## [DOCUMENT]
□ □ □ □ □ □ □

Claire Schultz Claire Schultz

Recipe Archives:

Brown Butter Pumpkin Bread

Archived from UChicago Bite, ca 2019 — I first wrote this recipe/blog post for my college culinary magazine, and I still stand by it. I’ve had friends I haven’t spoken to in years reach out to me asking for it. It is THE GOLD STANDARD of pumpkin bread. It’s that good, I promise. Because the internet is an unreliable place, and the UChicago Bite website comes and goes with the years, I’ve created a backup. Just to make sure I never lose access to my favorite recipe, the one thing I am proudest of in the entire world, my only skill.

Sometimes I play with the exact spices or double the quantities below, and living in the UK, I now usually roast and prepare my own pumpkin puree (and decrease the amount of water to compensate for the added liquid from fresh pumpkin) but this recipe has stood the test of time. Enjoy!

□ □ □ □ □ □ □

## [STATED EXERCISE A]
Summarize the recipe introduction in two sentences.
The recipe introduction and the records that follow it are unrelated material.

## [INFORMATION GIVEN]
□ □ □ □ □ □ □

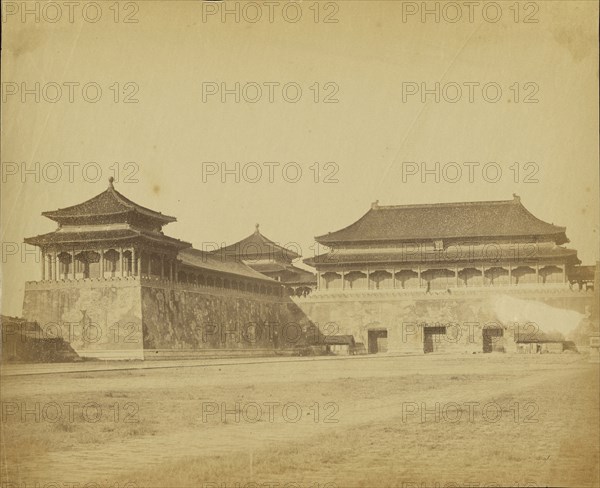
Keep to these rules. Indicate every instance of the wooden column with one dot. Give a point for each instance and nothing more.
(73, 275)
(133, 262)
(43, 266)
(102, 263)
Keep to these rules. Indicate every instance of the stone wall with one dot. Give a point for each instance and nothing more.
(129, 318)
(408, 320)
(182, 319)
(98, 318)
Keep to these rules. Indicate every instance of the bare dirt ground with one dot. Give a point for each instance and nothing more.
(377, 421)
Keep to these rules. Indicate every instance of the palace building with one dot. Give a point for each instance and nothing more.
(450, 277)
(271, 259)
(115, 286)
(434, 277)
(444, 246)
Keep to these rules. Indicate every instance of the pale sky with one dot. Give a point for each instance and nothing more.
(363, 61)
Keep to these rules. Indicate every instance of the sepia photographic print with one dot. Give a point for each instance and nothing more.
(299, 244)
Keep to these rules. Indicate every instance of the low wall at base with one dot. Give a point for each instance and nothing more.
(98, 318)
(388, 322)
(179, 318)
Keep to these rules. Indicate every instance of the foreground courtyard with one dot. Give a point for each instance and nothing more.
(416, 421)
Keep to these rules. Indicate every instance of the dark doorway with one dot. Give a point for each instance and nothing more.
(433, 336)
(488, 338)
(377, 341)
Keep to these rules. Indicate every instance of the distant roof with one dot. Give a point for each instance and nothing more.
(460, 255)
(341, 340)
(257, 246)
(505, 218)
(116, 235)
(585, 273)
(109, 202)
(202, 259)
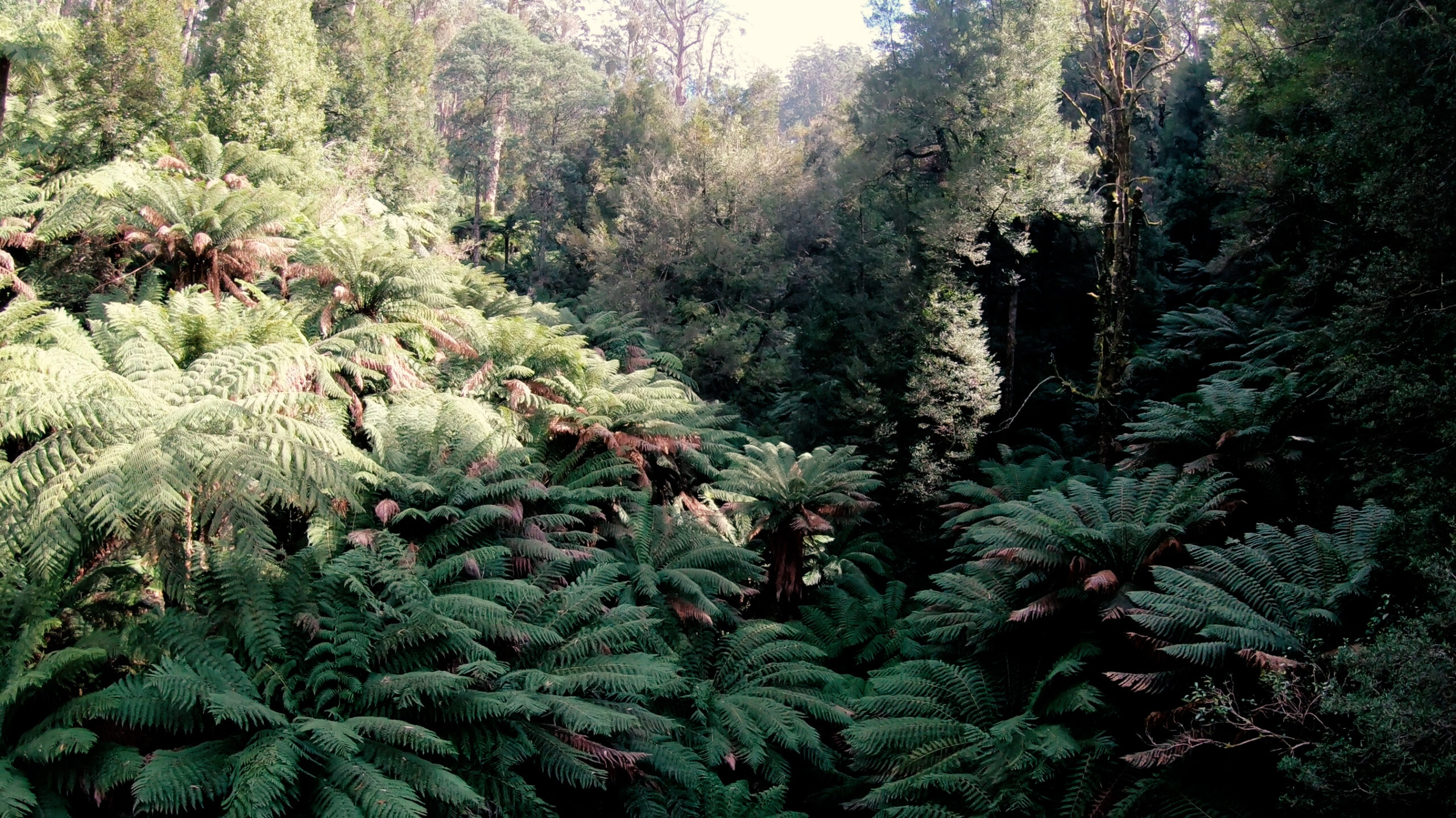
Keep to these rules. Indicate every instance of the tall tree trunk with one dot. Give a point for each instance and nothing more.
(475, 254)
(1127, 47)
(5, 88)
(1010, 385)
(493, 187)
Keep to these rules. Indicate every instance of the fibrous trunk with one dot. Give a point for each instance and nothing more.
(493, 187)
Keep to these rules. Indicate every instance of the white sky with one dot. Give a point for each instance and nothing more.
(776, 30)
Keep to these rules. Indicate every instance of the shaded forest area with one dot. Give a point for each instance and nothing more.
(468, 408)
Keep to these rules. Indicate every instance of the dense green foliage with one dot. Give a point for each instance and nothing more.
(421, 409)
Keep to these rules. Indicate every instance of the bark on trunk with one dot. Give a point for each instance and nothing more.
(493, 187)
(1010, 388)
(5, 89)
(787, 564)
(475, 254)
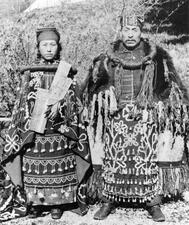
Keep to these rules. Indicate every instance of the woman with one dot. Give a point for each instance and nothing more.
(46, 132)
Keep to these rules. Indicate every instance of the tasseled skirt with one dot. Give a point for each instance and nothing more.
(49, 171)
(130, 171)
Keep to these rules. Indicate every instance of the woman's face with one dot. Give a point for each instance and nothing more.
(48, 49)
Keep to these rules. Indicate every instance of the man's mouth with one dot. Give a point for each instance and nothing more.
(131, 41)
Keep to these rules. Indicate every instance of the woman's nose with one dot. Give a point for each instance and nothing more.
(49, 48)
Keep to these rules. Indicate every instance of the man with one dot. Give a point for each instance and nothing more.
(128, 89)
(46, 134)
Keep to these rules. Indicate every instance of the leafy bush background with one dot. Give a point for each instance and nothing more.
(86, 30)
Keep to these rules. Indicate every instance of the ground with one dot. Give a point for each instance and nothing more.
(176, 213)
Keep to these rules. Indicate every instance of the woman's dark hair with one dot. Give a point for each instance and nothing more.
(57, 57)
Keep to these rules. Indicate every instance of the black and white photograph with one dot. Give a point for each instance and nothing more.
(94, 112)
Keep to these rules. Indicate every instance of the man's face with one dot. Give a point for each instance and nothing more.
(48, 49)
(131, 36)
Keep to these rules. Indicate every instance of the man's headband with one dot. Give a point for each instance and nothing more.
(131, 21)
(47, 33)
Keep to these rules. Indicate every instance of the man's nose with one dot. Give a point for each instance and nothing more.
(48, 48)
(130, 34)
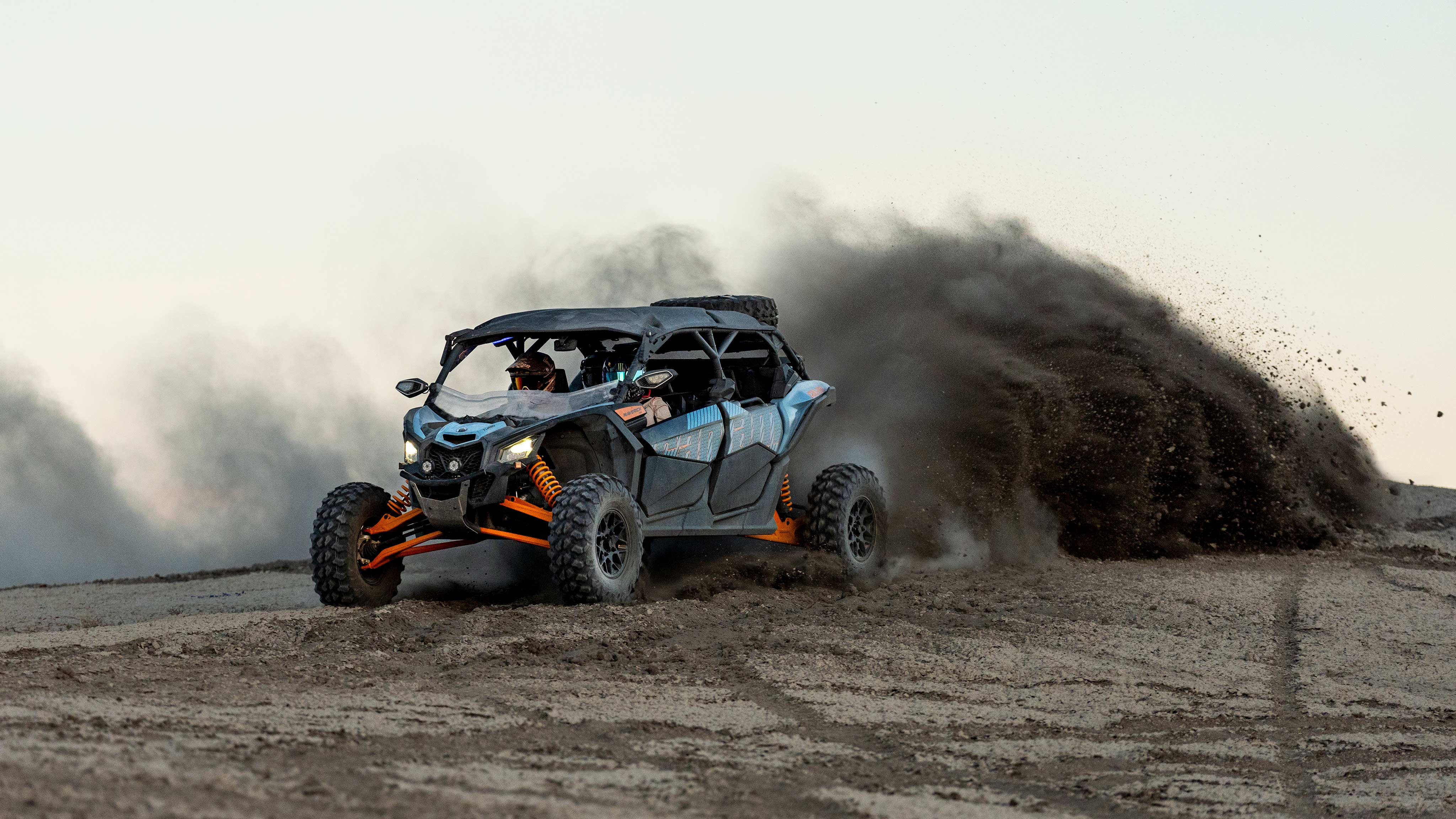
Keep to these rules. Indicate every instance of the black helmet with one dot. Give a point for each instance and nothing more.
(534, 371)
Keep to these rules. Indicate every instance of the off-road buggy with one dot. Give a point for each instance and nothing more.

□ □ □ □ □ □ □

## [STATED EXERCISE B]
In the records, edit everything from the line containing "Keep to these rules. Indicate every instance of the man's nose" down to the end, replacing "black helmet" with "red helmet" and leaving all else as it is. Omit the pictures.

## [TASK RESPONSE A]
This brown butter pumpkin bread recipe was first written for the UChicago Bite college culinary magazine, and the author calls it the gold standard of pumpkin bread and has saved a backup because that website comes and goes. Living in the UK, the author sometimes varies the spices or doubles the quantities and now usually makes fresh pumpkin puree with less water, but says the recipe has stood the test of time.

## [TASK RESPONSE B]
Keep to these rules. Indicate every instance of the man's nose with one dot. Give a point for each instance and nothing more.
(48, 48)
(130, 34)
Keep to these rules. Indicate every instance of the red helmet with one dot. Give a point for each instance and nothing more.
(534, 371)
Keep to these rules. Indicate every instance of the off-road buggy with one dot. Give a point for each instance and nothing more.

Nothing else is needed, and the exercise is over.